→ **Goal**
Output the lines below, from the one containing "For every instance of the bag" through the final line inclusive, as a Markdown table with a Row column numbering each entry and a Line column holding its text, leaving out blank lines.

→ **Listed entries**
###

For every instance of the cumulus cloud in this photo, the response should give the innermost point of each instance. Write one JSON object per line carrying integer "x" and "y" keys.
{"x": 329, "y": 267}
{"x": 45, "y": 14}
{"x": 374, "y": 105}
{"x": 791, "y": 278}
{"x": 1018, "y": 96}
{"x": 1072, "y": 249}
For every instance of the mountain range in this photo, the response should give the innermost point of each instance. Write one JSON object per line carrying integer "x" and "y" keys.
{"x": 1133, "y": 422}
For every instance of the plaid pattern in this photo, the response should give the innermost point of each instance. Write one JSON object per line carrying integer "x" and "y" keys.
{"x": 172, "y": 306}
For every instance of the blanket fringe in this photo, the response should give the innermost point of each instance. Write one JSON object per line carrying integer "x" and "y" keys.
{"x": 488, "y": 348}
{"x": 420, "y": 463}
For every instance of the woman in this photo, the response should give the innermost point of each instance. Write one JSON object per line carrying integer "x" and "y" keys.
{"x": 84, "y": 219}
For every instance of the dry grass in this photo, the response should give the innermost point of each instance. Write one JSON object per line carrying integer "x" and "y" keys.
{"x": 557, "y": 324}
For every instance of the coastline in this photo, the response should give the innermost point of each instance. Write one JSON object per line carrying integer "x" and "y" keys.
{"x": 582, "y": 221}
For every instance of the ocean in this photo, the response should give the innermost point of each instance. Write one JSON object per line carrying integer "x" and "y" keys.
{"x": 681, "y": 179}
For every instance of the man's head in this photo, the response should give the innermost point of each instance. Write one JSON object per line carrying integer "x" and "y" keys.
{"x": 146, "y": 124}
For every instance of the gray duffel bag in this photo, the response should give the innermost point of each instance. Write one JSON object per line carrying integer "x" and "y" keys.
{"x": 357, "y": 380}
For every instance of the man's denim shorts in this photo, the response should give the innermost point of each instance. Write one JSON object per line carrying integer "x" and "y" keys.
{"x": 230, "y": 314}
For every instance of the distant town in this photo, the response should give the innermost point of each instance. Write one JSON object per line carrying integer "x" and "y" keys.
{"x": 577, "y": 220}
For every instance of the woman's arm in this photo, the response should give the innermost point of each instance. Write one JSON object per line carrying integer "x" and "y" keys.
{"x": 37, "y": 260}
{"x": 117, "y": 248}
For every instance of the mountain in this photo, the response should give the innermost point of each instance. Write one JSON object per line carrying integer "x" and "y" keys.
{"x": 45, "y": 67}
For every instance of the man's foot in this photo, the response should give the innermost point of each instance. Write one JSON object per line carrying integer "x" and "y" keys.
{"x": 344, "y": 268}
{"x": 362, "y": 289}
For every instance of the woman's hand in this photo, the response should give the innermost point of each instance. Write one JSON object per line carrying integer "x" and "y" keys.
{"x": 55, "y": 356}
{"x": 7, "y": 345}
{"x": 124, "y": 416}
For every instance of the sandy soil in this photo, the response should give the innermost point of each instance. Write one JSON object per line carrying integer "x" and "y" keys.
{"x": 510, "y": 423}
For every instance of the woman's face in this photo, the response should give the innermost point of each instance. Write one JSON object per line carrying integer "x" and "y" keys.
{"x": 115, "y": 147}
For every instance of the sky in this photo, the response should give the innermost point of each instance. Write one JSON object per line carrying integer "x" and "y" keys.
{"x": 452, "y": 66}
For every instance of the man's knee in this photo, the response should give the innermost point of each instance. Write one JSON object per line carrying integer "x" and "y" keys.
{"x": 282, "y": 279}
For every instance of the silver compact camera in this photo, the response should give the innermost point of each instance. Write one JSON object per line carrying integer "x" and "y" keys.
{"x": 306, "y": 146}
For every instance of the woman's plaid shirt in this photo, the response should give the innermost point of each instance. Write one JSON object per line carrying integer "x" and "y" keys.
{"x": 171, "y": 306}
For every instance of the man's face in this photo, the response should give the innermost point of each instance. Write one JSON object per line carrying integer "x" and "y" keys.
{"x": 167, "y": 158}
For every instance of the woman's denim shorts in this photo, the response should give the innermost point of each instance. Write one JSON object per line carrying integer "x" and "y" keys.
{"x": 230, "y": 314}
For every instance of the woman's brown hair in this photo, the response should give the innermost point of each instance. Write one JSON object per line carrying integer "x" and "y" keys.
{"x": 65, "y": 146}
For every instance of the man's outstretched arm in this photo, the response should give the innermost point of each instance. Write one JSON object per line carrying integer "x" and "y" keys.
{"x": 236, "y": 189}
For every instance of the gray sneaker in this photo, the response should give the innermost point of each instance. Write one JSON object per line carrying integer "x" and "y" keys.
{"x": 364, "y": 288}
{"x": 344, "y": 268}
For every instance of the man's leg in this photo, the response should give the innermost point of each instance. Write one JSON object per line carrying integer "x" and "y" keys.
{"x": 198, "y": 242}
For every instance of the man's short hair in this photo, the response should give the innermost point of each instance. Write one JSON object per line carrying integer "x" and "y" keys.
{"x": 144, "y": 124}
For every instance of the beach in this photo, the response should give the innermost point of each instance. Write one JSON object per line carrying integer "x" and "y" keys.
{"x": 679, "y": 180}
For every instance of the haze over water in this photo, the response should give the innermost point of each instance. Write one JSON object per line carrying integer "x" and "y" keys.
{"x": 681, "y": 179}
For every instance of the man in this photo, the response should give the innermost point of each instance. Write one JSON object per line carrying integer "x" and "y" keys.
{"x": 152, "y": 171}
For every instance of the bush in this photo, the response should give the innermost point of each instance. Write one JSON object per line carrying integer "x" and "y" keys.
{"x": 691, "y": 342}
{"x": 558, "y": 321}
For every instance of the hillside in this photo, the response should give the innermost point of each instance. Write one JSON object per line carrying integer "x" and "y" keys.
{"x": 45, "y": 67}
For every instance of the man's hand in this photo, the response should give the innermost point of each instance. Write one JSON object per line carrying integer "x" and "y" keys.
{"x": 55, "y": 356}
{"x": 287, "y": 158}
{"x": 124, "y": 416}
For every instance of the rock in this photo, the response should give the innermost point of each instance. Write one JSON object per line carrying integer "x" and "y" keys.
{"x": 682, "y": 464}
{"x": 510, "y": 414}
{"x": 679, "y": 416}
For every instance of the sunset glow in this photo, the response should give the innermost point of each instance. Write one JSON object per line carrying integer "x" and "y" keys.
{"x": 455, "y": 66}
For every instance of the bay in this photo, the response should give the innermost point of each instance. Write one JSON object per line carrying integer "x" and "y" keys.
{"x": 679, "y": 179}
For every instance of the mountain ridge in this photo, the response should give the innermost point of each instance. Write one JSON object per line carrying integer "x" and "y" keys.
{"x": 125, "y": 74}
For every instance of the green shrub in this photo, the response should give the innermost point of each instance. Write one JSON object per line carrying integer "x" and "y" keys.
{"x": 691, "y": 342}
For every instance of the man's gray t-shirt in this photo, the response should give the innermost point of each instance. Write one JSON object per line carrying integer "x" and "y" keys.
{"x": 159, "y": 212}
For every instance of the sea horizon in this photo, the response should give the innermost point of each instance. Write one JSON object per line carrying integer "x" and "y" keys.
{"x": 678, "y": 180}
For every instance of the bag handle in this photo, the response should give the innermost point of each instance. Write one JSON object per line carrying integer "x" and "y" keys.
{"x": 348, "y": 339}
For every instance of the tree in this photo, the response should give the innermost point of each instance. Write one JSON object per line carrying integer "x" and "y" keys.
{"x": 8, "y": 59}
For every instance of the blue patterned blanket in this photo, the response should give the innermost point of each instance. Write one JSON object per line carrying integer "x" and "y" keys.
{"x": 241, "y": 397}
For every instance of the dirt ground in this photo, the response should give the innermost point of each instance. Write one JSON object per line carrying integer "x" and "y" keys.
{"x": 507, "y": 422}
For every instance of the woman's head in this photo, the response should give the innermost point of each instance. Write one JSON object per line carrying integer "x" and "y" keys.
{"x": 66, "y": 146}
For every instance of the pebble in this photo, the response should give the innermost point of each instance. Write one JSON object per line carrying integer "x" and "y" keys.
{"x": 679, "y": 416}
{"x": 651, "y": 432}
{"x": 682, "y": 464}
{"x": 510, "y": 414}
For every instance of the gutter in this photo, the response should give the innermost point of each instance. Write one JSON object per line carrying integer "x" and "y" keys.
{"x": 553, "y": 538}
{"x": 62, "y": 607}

###

→ **Full response**
| Row | Line |
|---|---|
| 1 | For every instance of the bag handle in this photo, the response should give the innermost point of each instance. Write one JSON object per line carrying integer "x" and "y" keys. |
| 2 | {"x": 348, "y": 339} |
| 3 | For every instance of the tree in this photo, the response should give the innermost point of each instance. Write one JSON object per line carrying integer "x" and "y" keys. |
| 4 | {"x": 8, "y": 59} |
| 5 | For every instance of the blue patterned blanket in this photo, the response should give the innermost point of each instance. Write one JSON object per line carrying integer "x" and "y" keys. |
| 6 | {"x": 241, "y": 397} |
| 7 | For every instance of the dirt ground in this photo, the response should give the innermost point of each instance. Write one JSON object per line carrying integer "x" and "y" keys. |
| 8 | {"x": 507, "y": 422} |
| 9 | For every instance of the woman's head in this photo, the response should give the innermost point of each instance. Write one JSON object per line carrying integer "x" and "y" keys. |
| 10 | {"x": 66, "y": 146} |
| 11 | For every instance of the pebble in this photo, the response should give the innermost point of each instance. Write one JSON object per line carrying integer "x" and "y" keys. |
| 12 | {"x": 679, "y": 416} |
| 13 | {"x": 651, "y": 432} |
| 14 | {"x": 682, "y": 464} |
| 15 | {"x": 510, "y": 414} |
| 16 | For every instance of the gutter in this photo, the response should give the innermost point of each instance. Write one JSON object per line carrying integer "x" and "y" keys. |
| 17 | {"x": 553, "y": 538} |
| 18 | {"x": 62, "y": 607} |